### WHAT IS ASKED
Convert the items, from the first line through the line containing "pixel 148 130" inclusive, into a Markdown table with the columns "Row" and "Line Text", omitting blank lines.

┌────────

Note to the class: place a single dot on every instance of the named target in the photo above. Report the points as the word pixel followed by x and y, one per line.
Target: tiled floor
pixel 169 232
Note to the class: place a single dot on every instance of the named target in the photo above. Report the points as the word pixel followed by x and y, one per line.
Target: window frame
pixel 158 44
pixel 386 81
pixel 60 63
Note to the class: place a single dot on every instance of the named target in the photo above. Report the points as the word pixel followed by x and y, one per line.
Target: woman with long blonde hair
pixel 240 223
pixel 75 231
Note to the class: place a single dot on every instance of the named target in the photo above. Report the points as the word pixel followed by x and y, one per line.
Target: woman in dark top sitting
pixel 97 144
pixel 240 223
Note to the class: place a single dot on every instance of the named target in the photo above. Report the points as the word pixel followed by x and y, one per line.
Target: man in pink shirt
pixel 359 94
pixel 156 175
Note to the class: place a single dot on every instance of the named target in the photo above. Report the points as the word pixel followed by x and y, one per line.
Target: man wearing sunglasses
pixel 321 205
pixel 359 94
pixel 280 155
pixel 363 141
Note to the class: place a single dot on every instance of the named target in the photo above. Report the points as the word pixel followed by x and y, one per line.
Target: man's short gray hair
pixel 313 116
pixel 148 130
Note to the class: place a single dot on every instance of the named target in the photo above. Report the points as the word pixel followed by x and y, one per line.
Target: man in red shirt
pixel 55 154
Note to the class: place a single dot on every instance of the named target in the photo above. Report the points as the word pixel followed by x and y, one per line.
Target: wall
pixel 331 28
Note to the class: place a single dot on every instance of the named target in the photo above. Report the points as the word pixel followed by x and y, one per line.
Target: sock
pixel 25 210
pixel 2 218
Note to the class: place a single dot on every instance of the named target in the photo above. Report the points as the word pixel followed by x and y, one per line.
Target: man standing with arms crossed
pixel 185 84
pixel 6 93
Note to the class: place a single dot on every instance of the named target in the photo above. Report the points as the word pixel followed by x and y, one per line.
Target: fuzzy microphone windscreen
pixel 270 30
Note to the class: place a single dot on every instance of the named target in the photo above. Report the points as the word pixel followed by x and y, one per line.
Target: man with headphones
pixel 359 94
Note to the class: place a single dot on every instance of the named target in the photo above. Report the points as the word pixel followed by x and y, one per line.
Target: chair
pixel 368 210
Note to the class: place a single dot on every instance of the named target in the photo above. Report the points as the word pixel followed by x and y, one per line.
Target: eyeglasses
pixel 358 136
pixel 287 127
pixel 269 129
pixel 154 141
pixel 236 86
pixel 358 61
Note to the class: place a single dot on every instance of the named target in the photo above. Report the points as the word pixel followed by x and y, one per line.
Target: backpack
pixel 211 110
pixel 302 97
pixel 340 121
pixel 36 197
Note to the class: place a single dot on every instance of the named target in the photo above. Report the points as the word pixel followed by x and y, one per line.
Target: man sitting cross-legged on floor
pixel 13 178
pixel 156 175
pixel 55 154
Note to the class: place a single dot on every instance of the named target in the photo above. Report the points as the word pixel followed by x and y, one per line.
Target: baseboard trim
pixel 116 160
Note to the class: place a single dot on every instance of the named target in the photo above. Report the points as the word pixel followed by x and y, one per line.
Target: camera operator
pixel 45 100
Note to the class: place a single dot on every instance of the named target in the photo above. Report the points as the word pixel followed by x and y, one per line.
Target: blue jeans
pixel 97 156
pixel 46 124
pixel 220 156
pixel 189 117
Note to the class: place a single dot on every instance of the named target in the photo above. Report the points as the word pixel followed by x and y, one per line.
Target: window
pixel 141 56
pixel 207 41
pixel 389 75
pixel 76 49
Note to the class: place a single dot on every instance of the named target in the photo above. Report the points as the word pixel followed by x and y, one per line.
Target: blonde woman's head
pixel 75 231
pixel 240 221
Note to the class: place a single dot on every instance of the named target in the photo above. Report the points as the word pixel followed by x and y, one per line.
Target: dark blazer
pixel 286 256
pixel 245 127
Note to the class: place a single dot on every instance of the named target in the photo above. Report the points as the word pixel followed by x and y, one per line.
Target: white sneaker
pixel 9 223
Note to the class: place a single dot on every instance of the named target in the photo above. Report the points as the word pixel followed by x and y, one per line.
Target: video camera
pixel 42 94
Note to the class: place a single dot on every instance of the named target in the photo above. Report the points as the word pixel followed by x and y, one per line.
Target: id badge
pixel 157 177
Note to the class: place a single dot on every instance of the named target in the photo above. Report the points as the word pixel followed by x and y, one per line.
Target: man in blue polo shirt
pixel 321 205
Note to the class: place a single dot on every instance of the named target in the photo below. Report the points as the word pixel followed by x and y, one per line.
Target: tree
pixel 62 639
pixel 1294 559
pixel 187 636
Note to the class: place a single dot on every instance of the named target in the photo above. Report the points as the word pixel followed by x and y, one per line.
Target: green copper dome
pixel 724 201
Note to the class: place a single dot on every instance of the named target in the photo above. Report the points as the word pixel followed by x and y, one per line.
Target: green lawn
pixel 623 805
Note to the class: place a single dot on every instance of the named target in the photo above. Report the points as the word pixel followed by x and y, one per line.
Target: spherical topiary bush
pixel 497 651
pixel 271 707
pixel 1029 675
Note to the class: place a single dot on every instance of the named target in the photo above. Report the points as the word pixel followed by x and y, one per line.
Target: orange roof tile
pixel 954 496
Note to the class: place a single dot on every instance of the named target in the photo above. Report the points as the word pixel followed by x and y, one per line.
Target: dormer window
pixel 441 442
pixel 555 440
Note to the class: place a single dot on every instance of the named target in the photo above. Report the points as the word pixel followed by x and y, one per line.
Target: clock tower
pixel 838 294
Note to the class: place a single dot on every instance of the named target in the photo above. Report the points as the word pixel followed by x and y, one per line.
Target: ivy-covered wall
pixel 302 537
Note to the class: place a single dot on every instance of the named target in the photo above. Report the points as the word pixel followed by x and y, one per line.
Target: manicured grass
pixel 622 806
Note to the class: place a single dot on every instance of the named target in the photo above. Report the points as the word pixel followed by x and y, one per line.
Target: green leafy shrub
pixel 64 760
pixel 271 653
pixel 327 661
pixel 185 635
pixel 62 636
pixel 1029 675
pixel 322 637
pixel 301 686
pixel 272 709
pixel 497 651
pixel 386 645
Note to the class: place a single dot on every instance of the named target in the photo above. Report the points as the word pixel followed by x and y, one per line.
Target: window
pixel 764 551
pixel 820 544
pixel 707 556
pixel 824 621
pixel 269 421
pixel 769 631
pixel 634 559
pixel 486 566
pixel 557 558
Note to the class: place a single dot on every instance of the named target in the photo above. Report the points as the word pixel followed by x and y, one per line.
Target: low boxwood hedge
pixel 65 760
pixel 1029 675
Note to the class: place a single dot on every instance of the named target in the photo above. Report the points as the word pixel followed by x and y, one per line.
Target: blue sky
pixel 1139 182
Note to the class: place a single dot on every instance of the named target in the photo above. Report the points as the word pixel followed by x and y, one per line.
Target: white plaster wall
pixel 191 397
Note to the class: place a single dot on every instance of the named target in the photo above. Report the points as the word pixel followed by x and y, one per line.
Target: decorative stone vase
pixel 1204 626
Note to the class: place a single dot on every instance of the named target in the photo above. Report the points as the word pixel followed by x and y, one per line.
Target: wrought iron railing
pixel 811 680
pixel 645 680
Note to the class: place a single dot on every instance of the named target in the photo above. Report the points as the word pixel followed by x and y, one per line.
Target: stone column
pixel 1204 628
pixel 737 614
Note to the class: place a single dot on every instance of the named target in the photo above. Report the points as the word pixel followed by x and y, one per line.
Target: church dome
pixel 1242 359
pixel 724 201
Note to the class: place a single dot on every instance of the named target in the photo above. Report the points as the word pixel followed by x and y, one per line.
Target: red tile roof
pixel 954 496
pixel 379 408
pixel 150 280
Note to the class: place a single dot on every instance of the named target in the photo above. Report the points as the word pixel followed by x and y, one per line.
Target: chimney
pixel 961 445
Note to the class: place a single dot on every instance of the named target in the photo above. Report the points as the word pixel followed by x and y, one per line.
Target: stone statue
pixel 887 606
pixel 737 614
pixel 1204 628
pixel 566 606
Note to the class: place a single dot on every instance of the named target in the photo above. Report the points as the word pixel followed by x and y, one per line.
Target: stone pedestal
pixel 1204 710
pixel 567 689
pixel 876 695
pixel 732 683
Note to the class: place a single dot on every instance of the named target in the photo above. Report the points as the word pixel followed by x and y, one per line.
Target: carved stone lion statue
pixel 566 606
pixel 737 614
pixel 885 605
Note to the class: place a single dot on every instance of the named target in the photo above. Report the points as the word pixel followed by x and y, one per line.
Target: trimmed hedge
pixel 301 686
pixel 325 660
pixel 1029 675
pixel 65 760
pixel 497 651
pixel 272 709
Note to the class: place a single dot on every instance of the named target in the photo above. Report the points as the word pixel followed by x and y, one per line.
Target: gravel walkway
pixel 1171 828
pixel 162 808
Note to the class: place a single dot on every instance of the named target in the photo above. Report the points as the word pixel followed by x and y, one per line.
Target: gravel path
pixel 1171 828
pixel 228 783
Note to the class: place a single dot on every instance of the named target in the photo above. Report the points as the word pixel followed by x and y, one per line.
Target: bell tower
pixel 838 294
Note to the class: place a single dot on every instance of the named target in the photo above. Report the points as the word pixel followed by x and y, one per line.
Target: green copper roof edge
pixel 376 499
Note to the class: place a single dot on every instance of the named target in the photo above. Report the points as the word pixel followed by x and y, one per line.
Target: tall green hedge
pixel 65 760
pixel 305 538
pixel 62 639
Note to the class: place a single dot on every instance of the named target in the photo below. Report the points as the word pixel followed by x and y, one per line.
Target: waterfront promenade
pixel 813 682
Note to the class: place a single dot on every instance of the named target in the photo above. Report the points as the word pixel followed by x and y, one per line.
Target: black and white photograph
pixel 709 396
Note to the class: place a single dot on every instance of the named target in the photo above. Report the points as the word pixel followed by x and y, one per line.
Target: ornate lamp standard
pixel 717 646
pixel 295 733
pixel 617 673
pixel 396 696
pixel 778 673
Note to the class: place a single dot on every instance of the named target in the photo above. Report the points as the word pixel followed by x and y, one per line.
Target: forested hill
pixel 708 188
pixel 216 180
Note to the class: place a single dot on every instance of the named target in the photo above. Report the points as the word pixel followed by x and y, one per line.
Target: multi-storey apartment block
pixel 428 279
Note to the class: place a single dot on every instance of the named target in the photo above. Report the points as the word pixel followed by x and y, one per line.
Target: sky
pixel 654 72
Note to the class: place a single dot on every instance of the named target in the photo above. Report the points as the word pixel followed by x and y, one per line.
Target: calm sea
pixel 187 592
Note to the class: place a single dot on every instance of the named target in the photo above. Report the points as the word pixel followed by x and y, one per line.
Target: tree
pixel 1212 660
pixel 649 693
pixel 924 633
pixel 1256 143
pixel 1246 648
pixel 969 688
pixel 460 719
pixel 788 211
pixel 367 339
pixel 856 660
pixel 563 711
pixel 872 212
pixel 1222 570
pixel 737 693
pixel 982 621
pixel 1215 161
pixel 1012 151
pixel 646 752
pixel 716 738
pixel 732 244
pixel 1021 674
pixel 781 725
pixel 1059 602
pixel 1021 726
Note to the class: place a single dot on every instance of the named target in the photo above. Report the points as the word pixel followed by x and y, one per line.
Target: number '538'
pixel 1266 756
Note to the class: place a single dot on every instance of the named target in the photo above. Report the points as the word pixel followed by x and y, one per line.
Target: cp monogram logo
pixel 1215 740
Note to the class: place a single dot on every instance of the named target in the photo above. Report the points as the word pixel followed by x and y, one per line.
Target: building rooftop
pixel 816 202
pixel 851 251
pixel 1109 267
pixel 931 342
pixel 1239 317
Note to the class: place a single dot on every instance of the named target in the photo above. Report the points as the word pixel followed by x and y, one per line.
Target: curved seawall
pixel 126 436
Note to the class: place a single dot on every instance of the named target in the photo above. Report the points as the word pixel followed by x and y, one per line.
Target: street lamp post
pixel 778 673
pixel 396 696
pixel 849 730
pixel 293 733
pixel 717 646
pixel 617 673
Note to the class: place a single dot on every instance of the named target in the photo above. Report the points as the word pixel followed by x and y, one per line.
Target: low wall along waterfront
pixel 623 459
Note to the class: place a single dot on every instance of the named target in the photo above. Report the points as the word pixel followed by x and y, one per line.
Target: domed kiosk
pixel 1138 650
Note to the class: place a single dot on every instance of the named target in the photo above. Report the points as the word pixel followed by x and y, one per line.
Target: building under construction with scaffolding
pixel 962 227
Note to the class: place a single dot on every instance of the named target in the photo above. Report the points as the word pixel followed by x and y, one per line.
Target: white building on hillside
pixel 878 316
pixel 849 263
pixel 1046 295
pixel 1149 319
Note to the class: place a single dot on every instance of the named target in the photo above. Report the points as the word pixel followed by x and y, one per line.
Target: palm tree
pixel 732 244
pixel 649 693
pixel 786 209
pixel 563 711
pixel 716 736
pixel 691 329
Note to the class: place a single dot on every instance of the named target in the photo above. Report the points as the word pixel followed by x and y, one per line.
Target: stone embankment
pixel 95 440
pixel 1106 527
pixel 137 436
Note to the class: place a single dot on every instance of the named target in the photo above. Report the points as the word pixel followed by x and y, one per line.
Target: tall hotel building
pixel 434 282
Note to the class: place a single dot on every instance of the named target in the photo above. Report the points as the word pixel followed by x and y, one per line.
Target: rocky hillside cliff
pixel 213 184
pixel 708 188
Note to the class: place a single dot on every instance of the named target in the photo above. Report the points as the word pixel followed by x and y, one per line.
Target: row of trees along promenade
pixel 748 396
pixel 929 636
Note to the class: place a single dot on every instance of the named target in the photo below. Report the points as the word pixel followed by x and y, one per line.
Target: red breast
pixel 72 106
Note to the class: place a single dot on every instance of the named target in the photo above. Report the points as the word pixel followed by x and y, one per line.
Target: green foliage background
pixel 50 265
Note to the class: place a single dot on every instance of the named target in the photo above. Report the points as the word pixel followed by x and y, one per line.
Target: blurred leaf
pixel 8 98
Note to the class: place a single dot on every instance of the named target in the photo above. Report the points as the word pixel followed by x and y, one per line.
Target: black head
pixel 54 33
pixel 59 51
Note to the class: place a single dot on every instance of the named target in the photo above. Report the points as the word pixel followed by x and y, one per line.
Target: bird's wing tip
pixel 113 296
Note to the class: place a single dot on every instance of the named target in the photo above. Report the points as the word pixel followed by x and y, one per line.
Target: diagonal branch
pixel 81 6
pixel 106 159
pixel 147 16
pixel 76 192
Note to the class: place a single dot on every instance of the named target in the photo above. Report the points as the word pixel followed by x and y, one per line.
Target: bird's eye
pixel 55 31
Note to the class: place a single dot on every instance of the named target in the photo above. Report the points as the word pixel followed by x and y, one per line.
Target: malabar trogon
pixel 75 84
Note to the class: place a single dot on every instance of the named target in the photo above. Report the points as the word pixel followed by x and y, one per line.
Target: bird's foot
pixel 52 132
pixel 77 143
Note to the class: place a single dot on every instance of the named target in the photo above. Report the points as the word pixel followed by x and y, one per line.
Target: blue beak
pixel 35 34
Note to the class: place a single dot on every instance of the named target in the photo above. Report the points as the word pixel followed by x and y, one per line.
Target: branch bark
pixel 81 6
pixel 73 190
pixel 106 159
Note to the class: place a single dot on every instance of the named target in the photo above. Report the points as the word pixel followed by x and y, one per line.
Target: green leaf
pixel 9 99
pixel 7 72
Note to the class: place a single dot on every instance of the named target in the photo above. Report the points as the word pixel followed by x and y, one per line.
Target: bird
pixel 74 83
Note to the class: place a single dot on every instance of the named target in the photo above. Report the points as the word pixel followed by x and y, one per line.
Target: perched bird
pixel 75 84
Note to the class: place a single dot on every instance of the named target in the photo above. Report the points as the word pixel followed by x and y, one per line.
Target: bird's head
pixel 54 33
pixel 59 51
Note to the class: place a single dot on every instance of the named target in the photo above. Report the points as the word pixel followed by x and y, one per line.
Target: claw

└────────

### RESPONSE TO THIS EXERCISE
| Row | Line Text |
|---|---|
| 1 | Note to the class: place a single dot on every instance of the named target in the photo above. Report the points as the word pixel followed by x and y, one per line. |
| 2 | Target: tiled floor |
| 3 | pixel 169 232 |
| 4 | Note to the class: place a single dot on every instance of the named target in the photo above. Report the points as the word pixel followed by x and y, one per line. |
| 5 | Target: window frame |
| 6 | pixel 158 44 |
| 7 | pixel 386 81 |
| 8 | pixel 60 63 |
| 9 | Note to the class: place a single dot on every instance of the named target in the photo above. Report the points as the word pixel followed by x and y, one per line. |
| 10 | Target: woman with long blonde hair |
| 11 | pixel 240 223 |
| 12 | pixel 75 231 |
| 13 | Note to the class: place a single dot on every instance of the named target in the photo above. Report the points as the word pixel followed by x and y, one per line. |
| 14 | Target: woman in dark top sitting |
| 15 | pixel 97 144 |
| 16 | pixel 240 223 |
| 17 | Note to the class: place a single dot on every instance of the named target in the photo above. Report the points as the word pixel followed by x and y, one per line. |
| 18 | Target: man in pink shirt |
| 19 | pixel 359 94 |
| 20 | pixel 156 175 |
| 21 | Note to the class: place a single dot on every instance of the named target in the photo above. Report the points as the word pixel followed by x and y, one per line. |
| 22 | Target: man wearing sunglasses |
| 23 | pixel 321 205 |
| 24 | pixel 359 94 |
| 25 | pixel 280 155 |
| 26 | pixel 363 141 |
| 27 | Note to the class: place a single dot on every instance of the named target in the photo above. Report the points as the word pixel followed by x and y, one per line. |
| 28 | Target: man's short gray hair |
| 29 | pixel 313 116 |
| 30 | pixel 148 130 |